◆ What is asked
From the material below, pull out every line that contains the string "support". Matching is case-sensitive.

◆ Supplied entries
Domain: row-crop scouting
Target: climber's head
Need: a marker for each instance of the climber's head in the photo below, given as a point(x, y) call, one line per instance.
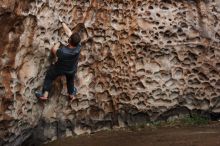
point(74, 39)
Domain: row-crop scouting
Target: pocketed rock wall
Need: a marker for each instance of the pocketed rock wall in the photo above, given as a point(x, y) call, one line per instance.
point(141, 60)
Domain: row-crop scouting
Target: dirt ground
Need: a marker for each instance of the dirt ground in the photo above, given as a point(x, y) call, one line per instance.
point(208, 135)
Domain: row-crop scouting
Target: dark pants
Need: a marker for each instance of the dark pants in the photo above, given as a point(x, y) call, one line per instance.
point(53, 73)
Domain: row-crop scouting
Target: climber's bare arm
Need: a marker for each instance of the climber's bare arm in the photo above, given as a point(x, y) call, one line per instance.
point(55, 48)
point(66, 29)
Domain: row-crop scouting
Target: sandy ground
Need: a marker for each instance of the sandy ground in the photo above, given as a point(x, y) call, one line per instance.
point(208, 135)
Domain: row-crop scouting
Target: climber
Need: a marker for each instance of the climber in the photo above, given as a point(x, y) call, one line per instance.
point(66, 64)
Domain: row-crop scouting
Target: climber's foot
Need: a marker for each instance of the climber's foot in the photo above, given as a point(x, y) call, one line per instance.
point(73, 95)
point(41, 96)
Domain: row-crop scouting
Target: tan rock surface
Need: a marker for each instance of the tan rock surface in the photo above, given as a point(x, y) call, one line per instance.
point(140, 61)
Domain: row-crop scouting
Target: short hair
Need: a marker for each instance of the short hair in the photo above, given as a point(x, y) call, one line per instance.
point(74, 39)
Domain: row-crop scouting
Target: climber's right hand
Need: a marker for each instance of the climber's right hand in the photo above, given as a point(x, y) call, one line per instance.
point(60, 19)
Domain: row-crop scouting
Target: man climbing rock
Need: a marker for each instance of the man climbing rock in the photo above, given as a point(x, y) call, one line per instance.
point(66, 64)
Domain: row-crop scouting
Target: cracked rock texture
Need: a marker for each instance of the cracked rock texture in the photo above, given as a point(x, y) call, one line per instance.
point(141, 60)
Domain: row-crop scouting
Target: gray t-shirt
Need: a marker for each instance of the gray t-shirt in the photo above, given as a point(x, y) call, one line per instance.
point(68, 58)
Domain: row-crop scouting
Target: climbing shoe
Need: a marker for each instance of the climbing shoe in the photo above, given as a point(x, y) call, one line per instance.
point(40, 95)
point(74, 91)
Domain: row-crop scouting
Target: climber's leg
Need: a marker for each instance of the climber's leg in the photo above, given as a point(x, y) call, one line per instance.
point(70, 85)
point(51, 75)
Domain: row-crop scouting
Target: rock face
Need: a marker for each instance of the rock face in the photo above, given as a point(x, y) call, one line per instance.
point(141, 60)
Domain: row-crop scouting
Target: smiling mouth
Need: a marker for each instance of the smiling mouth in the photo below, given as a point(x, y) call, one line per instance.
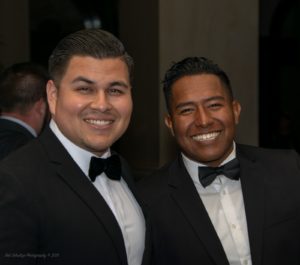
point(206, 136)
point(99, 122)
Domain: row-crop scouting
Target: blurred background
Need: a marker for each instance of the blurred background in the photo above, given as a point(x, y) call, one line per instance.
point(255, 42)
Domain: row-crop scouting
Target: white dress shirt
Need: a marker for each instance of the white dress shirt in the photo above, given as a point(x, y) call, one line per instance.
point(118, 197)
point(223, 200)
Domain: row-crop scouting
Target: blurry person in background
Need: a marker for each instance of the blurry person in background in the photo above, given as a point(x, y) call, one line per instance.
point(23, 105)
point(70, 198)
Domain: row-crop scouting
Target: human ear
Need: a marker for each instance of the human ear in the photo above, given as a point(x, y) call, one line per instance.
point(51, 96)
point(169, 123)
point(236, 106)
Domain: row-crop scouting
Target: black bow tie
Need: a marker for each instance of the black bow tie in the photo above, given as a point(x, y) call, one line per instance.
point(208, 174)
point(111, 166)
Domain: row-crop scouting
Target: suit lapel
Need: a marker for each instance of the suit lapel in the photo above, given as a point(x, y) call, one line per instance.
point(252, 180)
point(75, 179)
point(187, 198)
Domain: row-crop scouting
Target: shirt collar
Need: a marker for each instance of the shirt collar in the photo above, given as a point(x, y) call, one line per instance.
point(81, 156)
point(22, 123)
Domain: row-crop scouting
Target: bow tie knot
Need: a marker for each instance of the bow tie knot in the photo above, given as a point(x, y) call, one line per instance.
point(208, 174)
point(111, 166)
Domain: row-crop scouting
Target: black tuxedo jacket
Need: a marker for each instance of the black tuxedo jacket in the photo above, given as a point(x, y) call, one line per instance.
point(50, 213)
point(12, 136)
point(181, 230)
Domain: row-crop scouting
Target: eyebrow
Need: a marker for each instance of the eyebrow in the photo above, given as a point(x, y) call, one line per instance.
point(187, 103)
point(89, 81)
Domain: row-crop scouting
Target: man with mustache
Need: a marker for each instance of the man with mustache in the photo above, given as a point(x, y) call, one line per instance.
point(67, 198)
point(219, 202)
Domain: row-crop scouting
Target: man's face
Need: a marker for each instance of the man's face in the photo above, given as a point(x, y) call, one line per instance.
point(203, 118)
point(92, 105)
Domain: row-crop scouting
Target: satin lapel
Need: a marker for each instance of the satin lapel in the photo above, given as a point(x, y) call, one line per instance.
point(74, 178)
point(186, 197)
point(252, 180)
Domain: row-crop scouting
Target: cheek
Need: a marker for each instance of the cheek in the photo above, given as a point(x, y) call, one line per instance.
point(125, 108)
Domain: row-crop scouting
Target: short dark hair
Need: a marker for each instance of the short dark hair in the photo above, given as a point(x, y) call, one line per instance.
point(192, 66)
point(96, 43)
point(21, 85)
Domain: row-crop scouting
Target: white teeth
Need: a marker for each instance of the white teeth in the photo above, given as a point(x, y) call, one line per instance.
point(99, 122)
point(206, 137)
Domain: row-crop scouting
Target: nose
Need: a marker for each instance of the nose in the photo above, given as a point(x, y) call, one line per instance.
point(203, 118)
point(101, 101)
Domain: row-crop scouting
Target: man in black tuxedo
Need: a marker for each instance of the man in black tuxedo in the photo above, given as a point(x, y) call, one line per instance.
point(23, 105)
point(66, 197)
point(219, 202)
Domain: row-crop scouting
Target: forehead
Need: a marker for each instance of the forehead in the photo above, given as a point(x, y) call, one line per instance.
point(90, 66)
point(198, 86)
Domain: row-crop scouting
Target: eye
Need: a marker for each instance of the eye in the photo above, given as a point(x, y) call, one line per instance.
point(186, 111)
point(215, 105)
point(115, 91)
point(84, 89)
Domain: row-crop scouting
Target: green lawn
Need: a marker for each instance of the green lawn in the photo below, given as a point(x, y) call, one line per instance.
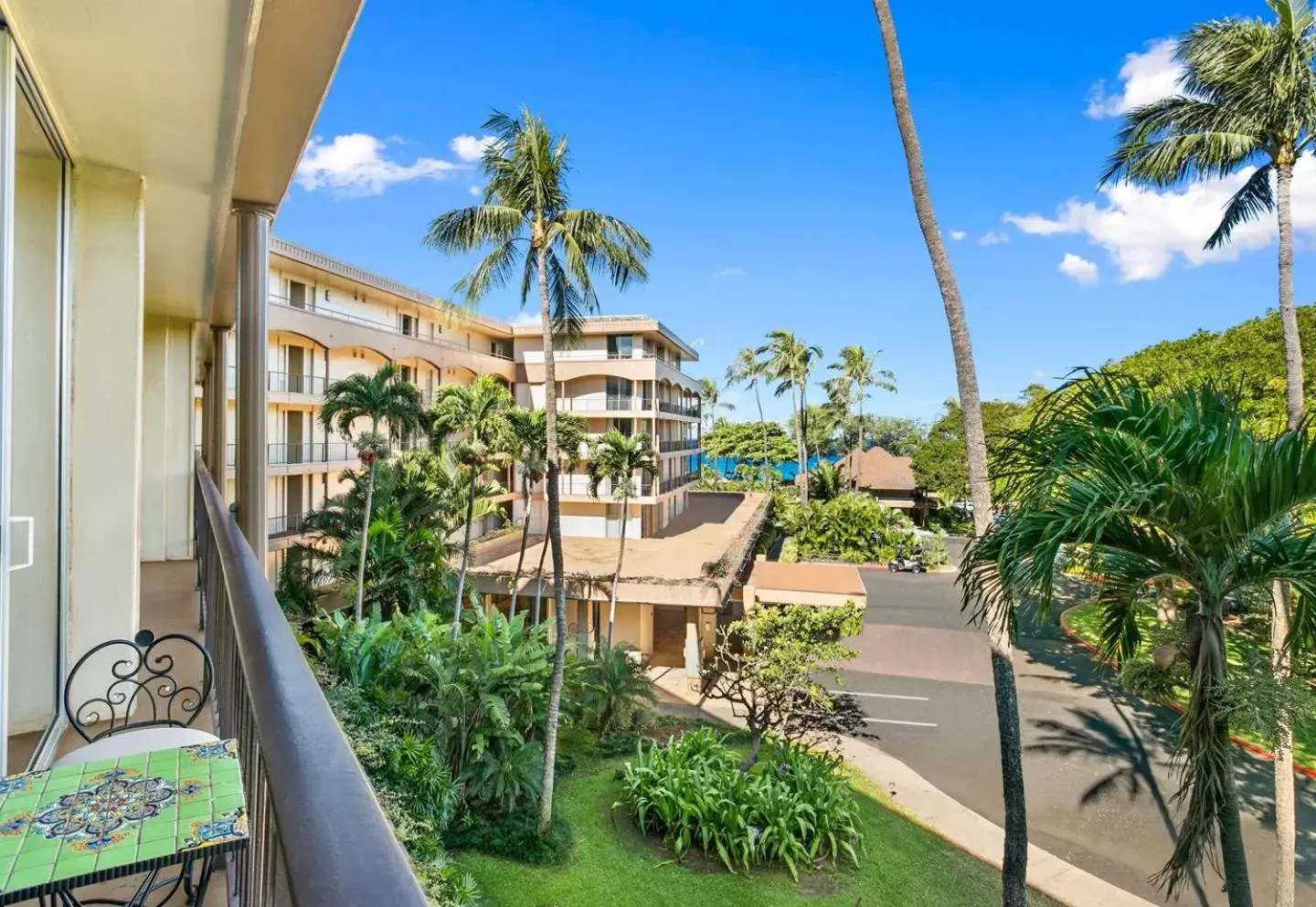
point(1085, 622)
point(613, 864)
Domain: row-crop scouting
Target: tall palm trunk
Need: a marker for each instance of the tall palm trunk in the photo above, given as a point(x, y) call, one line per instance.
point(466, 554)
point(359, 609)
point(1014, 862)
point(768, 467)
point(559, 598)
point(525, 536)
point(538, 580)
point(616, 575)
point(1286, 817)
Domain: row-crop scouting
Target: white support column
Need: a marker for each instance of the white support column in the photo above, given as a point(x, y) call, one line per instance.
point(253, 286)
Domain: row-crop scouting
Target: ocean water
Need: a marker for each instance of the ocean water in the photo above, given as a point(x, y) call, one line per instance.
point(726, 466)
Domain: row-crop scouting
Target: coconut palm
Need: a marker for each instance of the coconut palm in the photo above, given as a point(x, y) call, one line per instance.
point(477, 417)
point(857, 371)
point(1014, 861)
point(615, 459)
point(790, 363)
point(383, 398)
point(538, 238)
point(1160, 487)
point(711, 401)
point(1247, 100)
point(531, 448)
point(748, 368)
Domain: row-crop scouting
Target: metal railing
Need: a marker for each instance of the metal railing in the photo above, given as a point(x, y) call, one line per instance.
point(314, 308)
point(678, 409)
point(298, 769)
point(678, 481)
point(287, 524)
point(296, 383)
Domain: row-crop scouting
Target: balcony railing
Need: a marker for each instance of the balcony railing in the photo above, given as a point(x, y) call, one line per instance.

◆ Answer to the task
Target: white support column
Need: a marker for each instance of the white support column in the photo above, given as a point(x, y) call, one line per instance.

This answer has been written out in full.